Instructions to follow: Through the last line of the entries, please copy every line exactly, starting with the one that contains "positive clicks: (288, 431)".

Collected data entries
○ ○ ○ ○ ○

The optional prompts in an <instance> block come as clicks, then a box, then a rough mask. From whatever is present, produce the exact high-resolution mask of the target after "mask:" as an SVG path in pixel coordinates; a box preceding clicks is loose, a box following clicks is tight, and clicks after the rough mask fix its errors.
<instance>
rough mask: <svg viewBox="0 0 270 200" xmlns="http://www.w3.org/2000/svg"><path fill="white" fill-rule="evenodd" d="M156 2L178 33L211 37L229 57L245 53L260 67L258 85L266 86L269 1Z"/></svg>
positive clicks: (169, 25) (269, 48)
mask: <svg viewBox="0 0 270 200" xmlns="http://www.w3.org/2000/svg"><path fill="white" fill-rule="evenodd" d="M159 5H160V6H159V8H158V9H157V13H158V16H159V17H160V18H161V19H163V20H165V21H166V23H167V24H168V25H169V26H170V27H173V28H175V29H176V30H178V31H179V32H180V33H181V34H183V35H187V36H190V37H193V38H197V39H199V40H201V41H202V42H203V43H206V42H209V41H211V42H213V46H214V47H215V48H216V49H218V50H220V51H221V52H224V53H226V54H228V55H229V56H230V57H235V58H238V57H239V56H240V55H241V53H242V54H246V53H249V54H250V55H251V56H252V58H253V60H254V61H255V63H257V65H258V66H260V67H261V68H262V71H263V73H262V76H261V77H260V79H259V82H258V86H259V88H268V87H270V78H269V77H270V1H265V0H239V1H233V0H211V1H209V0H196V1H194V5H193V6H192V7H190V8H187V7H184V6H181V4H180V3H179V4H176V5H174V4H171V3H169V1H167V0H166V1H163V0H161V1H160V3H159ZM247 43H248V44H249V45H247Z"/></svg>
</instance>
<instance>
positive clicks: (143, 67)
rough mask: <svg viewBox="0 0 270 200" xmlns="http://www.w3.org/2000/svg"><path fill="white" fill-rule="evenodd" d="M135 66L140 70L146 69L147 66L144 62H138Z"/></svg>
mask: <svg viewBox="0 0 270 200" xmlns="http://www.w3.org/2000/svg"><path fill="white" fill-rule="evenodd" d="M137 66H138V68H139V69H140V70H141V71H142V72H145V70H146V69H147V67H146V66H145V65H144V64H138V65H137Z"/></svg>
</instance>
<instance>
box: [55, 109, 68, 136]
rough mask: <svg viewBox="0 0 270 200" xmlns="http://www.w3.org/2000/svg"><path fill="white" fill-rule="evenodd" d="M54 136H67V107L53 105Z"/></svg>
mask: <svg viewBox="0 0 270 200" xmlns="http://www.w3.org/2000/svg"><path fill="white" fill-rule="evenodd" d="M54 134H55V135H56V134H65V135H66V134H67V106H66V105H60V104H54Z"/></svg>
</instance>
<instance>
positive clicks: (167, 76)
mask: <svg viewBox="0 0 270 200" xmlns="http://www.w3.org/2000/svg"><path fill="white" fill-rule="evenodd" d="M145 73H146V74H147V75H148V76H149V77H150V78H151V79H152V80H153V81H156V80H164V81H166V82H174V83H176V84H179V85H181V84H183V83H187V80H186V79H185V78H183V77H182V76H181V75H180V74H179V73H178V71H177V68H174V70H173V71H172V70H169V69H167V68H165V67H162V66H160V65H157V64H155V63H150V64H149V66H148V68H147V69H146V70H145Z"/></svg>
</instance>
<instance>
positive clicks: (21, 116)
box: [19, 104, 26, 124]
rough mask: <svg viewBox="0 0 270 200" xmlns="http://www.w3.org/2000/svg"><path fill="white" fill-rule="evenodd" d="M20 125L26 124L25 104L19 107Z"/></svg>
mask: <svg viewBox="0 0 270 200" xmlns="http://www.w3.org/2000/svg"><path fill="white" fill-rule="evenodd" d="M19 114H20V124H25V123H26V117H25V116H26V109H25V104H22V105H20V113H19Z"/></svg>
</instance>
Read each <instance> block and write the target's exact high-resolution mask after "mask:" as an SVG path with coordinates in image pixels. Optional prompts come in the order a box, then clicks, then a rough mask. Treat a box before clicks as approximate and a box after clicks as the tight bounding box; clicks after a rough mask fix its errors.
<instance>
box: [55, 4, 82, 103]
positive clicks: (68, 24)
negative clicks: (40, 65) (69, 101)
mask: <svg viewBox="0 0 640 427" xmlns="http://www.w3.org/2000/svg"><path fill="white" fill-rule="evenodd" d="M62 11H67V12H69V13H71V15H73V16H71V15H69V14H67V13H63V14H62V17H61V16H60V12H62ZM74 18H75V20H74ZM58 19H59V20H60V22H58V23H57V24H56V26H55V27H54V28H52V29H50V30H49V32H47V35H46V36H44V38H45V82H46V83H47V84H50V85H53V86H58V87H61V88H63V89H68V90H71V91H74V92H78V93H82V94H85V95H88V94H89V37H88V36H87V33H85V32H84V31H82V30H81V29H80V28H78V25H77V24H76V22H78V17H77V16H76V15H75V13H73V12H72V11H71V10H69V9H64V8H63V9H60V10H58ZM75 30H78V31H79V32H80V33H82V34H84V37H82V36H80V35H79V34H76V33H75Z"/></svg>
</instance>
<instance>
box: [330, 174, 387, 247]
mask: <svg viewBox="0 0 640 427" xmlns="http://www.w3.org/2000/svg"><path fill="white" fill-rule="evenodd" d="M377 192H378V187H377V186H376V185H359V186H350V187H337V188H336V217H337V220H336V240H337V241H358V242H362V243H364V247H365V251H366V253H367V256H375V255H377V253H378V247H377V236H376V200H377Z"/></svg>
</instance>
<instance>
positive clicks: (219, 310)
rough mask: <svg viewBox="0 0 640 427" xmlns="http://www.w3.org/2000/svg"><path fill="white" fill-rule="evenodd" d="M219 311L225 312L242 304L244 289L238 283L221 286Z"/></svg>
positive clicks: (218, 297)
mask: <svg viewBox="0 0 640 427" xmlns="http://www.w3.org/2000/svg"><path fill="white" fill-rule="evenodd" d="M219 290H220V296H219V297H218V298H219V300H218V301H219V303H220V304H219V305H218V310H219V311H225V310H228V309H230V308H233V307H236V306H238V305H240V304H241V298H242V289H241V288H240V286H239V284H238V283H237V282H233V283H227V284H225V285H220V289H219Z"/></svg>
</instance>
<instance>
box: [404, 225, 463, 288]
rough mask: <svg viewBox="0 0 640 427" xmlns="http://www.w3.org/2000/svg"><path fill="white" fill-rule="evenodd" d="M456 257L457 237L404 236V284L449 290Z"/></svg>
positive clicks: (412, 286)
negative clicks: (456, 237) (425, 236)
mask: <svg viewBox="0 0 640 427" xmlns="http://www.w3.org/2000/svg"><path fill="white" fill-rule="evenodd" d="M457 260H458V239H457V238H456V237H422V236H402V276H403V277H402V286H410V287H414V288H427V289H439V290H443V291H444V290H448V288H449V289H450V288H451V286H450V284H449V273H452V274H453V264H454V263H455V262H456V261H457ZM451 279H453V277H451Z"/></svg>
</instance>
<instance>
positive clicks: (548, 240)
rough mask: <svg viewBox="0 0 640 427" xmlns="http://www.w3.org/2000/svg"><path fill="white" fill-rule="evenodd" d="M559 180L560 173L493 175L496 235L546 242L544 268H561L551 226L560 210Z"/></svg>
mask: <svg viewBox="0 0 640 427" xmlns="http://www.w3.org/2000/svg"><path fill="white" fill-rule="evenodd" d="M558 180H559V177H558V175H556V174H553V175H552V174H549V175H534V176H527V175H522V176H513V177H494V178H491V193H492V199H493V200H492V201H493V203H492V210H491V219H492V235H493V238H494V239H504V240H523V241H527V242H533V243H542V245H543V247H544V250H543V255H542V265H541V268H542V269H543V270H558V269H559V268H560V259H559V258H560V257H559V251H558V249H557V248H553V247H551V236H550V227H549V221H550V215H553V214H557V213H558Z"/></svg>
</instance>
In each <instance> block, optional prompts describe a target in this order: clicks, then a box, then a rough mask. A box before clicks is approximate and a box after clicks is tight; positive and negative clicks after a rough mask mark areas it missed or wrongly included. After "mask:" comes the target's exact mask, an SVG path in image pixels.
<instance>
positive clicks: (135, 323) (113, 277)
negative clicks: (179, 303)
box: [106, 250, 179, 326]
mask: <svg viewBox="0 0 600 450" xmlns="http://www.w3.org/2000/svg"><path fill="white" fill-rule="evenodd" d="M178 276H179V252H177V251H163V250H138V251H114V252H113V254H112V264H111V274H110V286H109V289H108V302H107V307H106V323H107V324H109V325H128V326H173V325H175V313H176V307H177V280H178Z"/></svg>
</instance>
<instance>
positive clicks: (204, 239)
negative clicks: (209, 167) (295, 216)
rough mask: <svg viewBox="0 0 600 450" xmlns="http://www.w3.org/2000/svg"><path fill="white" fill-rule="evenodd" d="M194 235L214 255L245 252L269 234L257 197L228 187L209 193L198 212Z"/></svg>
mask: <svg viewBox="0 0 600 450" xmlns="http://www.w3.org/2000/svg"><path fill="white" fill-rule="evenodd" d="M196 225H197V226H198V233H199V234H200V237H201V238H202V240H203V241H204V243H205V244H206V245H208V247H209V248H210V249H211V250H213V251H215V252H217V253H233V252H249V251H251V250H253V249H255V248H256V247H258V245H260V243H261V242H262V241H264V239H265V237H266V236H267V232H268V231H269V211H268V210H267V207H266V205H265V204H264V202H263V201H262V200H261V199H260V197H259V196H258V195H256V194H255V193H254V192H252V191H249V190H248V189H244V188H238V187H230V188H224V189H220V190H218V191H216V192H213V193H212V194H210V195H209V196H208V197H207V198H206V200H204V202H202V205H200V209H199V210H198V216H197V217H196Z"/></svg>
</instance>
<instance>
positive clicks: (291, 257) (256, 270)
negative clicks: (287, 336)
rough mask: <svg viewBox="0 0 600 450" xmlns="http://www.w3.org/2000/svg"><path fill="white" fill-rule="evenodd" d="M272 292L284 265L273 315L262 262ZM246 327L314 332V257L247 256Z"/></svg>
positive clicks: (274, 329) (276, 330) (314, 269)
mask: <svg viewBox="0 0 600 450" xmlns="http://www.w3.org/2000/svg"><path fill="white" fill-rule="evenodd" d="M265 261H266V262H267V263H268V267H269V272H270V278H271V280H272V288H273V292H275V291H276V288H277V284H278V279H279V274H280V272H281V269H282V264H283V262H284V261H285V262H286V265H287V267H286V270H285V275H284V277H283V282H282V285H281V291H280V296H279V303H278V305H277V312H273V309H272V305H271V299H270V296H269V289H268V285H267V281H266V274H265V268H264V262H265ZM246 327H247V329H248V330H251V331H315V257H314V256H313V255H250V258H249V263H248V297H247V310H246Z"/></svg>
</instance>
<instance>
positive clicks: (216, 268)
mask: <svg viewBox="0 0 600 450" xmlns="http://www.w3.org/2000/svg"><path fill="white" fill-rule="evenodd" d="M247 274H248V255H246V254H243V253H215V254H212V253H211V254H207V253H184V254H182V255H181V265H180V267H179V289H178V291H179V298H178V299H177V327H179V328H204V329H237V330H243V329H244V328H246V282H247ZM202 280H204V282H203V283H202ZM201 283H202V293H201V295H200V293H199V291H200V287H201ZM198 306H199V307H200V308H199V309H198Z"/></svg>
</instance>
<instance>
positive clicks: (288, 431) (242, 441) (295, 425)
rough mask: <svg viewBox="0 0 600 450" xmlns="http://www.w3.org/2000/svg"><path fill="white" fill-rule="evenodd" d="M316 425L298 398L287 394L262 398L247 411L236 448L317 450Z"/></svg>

○ ○ ○ ○ ○

The completed task:
positive clicks: (288, 431) (242, 441) (295, 425)
rough mask: <svg viewBox="0 0 600 450" xmlns="http://www.w3.org/2000/svg"><path fill="white" fill-rule="evenodd" d="M316 425L298 398L287 394L262 398L247 411L236 448L317 450Z"/></svg>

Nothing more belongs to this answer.